▶ **Information provided**:
########
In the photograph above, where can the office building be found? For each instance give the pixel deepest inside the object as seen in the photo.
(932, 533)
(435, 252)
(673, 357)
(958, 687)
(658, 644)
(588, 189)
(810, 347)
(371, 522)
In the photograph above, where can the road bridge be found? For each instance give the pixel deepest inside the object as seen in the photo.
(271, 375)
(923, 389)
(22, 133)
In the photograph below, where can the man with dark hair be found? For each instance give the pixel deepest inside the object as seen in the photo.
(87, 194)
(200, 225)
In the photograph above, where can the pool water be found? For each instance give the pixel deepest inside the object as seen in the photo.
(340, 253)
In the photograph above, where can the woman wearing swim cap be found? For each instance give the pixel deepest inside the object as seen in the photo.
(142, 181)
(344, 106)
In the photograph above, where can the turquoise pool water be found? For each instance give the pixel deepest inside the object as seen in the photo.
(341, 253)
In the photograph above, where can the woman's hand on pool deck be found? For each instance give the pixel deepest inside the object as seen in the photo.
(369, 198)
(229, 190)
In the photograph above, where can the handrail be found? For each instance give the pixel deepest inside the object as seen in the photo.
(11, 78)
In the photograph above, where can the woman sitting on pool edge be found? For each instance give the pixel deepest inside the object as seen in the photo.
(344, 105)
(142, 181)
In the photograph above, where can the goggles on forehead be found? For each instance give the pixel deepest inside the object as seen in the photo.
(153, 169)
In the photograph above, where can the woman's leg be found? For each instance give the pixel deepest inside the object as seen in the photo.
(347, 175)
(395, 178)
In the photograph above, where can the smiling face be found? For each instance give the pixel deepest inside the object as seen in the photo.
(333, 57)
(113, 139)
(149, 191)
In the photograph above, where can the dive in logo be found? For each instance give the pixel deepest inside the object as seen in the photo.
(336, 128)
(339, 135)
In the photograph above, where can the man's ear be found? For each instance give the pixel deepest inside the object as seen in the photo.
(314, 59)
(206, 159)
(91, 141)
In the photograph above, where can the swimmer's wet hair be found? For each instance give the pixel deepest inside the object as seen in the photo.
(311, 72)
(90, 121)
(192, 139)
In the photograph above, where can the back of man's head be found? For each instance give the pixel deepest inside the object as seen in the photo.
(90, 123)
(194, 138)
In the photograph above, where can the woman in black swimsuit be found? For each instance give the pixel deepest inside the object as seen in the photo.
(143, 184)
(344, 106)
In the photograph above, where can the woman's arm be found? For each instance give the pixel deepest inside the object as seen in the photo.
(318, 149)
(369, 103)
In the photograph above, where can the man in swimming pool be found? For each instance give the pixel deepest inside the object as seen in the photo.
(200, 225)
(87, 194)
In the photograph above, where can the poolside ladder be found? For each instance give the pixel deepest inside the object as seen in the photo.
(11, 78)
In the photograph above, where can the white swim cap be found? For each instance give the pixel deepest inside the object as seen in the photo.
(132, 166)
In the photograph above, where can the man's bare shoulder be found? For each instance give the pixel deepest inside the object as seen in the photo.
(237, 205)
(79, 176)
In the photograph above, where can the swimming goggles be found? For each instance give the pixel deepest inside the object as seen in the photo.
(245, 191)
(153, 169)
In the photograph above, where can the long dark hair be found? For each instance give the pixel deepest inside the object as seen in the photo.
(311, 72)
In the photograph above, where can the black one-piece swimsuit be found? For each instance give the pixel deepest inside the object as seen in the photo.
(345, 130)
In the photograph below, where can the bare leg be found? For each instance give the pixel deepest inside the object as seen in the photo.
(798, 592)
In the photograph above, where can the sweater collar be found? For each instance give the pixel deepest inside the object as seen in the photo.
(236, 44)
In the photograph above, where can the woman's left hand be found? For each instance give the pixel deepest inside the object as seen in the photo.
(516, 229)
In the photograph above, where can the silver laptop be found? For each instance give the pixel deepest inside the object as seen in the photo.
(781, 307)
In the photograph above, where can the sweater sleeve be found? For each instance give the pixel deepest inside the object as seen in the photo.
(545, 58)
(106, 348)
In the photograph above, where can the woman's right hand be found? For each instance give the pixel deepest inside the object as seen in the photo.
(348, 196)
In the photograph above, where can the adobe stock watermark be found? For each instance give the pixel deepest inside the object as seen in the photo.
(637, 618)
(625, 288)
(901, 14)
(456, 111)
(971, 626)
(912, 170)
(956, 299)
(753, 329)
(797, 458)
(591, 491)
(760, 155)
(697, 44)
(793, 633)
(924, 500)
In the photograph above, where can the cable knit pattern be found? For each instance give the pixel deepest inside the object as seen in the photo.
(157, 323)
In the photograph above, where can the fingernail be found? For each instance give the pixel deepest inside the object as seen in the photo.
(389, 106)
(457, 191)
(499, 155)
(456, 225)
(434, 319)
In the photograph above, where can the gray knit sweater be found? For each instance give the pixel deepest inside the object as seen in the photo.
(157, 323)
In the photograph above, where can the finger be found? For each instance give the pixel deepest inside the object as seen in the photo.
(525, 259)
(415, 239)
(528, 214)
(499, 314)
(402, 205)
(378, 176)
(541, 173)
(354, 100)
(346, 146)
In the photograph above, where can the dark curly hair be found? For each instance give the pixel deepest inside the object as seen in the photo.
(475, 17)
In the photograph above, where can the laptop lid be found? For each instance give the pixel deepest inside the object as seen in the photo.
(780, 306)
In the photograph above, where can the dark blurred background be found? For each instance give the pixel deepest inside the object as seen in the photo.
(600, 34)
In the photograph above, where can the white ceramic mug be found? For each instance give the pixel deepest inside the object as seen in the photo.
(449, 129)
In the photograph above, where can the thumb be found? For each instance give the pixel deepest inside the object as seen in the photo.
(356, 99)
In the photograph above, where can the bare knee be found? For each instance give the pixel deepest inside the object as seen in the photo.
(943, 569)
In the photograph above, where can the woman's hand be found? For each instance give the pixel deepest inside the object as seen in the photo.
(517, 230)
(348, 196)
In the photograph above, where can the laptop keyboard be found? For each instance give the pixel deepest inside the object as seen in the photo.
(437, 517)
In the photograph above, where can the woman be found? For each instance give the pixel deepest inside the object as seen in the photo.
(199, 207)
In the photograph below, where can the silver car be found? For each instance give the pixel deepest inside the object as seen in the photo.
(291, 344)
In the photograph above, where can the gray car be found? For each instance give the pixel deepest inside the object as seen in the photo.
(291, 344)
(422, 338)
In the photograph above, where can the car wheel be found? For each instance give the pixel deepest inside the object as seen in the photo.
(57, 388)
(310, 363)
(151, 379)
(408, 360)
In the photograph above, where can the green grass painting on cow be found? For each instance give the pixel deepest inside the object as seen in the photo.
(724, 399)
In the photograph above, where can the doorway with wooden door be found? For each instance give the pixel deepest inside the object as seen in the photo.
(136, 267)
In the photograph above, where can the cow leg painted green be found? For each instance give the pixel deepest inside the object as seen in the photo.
########
▶ **Task brief**: Every line from the one containing "In the photograph above, where can the car" through the last line of the entries must be written out verbatim, and no other line.

▶ **Complete answer**:
In the photograph above, where can the car wheel be found? For each instance give the pixel deepest inside the object as seen in the photo.
(57, 388)
(310, 363)
(151, 379)
(408, 360)
In the photograph above, where can the green grass painting on cow be found? For each instance give the pixel deepest inside the object as seen in the photo.
(724, 399)
In the photograph above, where can the doorway with wooden door be found? For each instance give the pixel deepest inside the object as seen in the photo.
(136, 267)
In the photograph above, where can the cow leg painted green be found? For each instance give the pixel deepest inside the object as seen in the photo.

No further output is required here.